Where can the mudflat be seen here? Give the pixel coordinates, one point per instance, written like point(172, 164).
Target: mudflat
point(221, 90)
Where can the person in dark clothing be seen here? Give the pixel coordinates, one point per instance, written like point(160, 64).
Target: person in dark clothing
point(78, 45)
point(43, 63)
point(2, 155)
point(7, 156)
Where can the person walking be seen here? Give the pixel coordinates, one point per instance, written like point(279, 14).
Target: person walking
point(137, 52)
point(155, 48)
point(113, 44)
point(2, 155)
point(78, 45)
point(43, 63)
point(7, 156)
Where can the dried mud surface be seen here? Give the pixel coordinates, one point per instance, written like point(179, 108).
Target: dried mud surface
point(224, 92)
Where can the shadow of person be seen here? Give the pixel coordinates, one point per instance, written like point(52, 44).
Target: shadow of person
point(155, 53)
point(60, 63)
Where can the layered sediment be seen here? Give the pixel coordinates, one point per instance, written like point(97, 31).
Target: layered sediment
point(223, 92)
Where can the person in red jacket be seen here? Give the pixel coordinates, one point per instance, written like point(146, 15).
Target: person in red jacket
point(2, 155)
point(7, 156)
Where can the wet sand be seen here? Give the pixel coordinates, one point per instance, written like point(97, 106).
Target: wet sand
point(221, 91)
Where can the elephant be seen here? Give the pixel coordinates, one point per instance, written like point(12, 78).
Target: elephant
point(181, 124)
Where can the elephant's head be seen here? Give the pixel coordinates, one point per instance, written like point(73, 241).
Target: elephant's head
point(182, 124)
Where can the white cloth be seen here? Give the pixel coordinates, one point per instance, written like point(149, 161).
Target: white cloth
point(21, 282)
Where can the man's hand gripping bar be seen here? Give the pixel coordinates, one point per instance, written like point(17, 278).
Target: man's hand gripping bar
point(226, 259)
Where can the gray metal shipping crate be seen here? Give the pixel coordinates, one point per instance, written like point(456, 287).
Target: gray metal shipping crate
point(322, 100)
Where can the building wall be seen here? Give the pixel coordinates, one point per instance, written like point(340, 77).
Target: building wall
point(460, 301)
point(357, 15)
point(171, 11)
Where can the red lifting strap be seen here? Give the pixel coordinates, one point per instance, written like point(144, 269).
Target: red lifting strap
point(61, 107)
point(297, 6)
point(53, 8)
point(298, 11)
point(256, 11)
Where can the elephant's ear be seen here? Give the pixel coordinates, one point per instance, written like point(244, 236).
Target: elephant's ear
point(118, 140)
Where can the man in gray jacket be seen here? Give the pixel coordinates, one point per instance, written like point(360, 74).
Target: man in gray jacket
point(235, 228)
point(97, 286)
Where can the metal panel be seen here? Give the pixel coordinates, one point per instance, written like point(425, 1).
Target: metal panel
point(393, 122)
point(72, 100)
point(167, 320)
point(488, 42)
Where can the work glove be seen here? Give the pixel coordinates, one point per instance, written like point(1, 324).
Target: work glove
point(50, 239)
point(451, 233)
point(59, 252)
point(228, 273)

——————————

Замените «Target» на «Label» во всех строках выше и выпишите их заново, больше ничего не меняя.

Where can the mudflat be seen here? Give the pixel coordinates, one point per instance, written like point(172, 164).
Label: mudflat
point(221, 90)
Where can the person in dark clothing be seen here? Give the pixel coordinates, one point per instance, written like point(160, 64).
Label: person in dark clothing
point(78, 45)
point(43, 63)
point(2, 155)
point(7, 156)
Where can the person walking be seen here? Give the pixel coordinates, one point per instance, written like point(279, 14).
Label: person walking
point(137, 52)
point(155, 48)
point(113, 44)
point(2, 155)
point(78, 45)
point(43, 63)
point(7, 156)
Where can the dried mud surface be seen here? Give the pixel coordinates, one point per instance, written like point(179, 108).
Label: dried mud surface
point(224, 92)
Where can the shadow of person be seen here? Give the pixel coordinates, one point per instance, written like point(52, 44).
Label: shadow of person
point(155, 53)
point(60, 63)
Where can the layered sediment be seen here? Give the pixel coordinates, one point per instance, written like point(97, 31).
Label: layered sediment
point(223, 92)
Where can the person in red jacket be seen here? Give the pixel coordinates, one point per instance, written like point(146, 15).
Label: person in red jacket
point(2, 155)
point(7, 156)
Where can the wet sand be seen here? Give the pixel coordinates, one point per instance, written like point(97, 106).
Label: wet sand
point(221, 91)
Where can the elephant be seen here? Give the pixel coordinates, one point per instance, written like point(12, 78).
Label: elephant
point(181, 124)
Where can the elephant's head be seen here? Give the pixel coordinates, one point per instance, written like point(73, 241).
Label: elephant's head
point(182, 124)
Where can the white cloth be seen here? Give the pixel coordinates, one point per instance, written like point(149, 161).
Label: white cloth
point(21, 282)
Where can the man's hand gripping bar be seen here? Give the pixel coordinates, one point per instance, written like point(17, 278).
Label: man's hand gripping bar
point(226, 259)
Where can the gray metal shipping crate be seen here? Give the pixel coordinates, one point per instance, written like point(456, 287).
Label: gray metal shipping crate
point(322, 100)
Where can the building wall be seen here? Give the pixel coordinates, one point per instance, written like point(340, 77).
Label: building wall
point(460, 301)
point(357, 15)
point(171, 11)
Where can the red lifting strap be seen here? Give the pixel coordinates, one point per instance, written like point(144, 269).
Label: red lifting strap
point(61, 107)
point(297, 6)
point(53, 8)
point(298, 11)
point(256, 11)
Where can the elephant's ear be seen here? Give the pixel coordinates, one point per instance, written like point(244, 236).
Label: elephant's ear
point(118, 140)
Where can the man in gray jacket be seen here? Give the pixel coordinates, one point per instance, written like point(360, 74).
Label: man in gray jacket
point(235, 228)
point(97, 286)
Where can the metal panel be seen here? Give the pixel coordinates, one point per instance, written like point(425, 1).
Label: metal panel
point(393, 122)
point(72, 100)
point(167, 320)
point(488, 42)
Where can the work glove be seen here? Give the pixel coordinates, one point per instance, written like point(1, 324).
Label: work glove
point(50, 239)
point(451, 233)
point(59, 252)
point(228, 273)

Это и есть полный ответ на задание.